-- START OF INPUT DATA --
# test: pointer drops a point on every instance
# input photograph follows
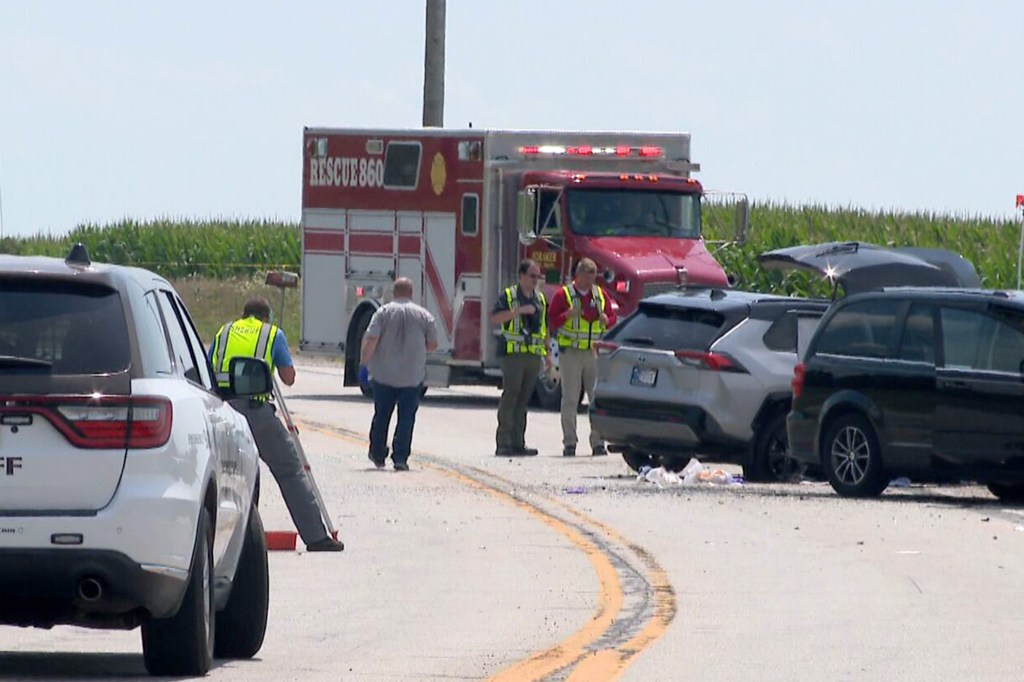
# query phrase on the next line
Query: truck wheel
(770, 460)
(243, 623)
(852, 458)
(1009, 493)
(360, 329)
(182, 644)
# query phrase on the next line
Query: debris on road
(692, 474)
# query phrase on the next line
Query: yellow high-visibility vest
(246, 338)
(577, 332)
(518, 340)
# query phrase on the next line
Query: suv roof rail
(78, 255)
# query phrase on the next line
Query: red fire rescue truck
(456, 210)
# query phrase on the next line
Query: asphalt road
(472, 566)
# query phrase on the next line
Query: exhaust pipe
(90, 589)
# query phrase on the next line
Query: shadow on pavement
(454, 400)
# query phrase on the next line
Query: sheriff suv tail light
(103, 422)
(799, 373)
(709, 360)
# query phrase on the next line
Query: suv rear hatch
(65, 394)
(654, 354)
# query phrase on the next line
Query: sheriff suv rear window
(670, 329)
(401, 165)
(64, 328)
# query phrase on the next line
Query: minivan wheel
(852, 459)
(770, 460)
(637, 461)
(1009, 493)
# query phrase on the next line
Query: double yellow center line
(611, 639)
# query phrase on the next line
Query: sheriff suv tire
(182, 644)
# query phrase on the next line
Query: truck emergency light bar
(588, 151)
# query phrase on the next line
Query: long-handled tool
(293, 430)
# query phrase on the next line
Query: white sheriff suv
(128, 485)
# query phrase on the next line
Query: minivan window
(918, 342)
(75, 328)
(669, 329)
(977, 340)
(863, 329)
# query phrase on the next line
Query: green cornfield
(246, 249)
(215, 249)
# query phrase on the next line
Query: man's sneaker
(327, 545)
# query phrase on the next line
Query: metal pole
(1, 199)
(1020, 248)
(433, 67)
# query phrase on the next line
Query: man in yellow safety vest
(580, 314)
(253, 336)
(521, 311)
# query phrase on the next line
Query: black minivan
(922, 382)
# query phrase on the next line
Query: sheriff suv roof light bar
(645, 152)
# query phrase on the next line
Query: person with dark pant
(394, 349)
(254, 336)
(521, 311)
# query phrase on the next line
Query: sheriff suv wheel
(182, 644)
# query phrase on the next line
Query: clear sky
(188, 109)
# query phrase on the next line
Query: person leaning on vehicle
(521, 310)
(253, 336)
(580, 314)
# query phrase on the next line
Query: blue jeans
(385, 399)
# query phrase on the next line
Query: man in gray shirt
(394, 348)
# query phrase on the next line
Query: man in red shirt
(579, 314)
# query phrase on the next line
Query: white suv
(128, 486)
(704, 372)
-- END OF INPUT DATA --
GIVEN PROBLEM: Retype the records exactly. Any image in them should not appear in what you write.

RESULT OF THE TASK:
# test: pointer drops a point on every instance
# input photograph follows
# query phrase on the next line
Query: truck wheel
(770, 460)
(243, 623)
(852, 458)
(1009, 493)
(360, 329)
(182, 644)
# query phrase on the next line
Query: debris on road
(692, 474)
# query phrase on the next line
Query: yellow high-visibility vest
(246, 338)
(577, 332)
(518, 340)
# query phrase on the next line
Query: suv roof rail
(78, 255)
# query phrase on the next line
Query: red fire rescue truck
(456, 210)
# query phrase on the next line
Query: asphalt road
(472, 566)
# query phrase on the next line
Query: exhaust pipe
(90, 589)
# query phrase on the next line
Query: shadow on pavement
(454, 400)
# query phrase on the next line
Query: sheriff suv tail light
(103, 422)
(799, 373)
(709, 360)
# query phrase on the next line
Query: suv rear hatch
(65, 394)
(654, 354)
# query phrase on the next line
Query: sheriff suv rear window
(670, 329)
(401, 165)
(64, 328)
# query phrase on the next line
Query: minivan wheel
(852, 459)
(770, 460)
(637, 461)
(1009, 493)
# query phrase on the next line
Query: double yellow center line
(611, 639)
# query phrase on the next line
Query: sheriff suv tire
(182, 644)
# query phrase on the next line
Query: truck emergency light bar
(588, 151)
# query phrase on the next line
Query: long-handled tool
(293, 430)
# query phrase on the next line
Query: white sheriff suv
(128, 485)
# query phrase on the next line
Query: minivan window
(918, 342)
(75, 328)
(669, 329)
(977, 340)
(863, 329)
# query phrase on the next line
Query: green cornfield
(246, 249)
(215, 249)
# query phrase on the next line
Query: man's sneaker
(327, 545)
# query phrase on the next line
Query: metal pole
(1, 199)
(1020, 248)
(433, 67)
# query phrase on the next line
Query: man in yellow safety vest
(580, 314)
(253, 336)
(521, 311)
# query phrase on the next line
Query: black minivan
(922, 382)
# query phrase on the next line
Query: sheriff suv roof light bar
(645, 152)
# query phrase on the next line
Query: person with dark pant
(394, 349)
(254, 336)
(521, 311)
# query phrase on the next line
Query: sheriff suv wheel
(182, 644)
# query phrase on the next line
Query: clear sky
(188, 109)
# query phrase on the next line
Query: person leaning on vehicle
(521, 310)
(253, 336)
(580, 314)
# query phrase on the next line
Query: blue jeans
(385, 399)
# query phrase on the next line
Query: man in gray shirt
(394, 348)
# query phrase on the next line
Query: man in red shirt
(579, 314)
# query phrase on the next line
Query: white suv
(128, 486)
(704, 372)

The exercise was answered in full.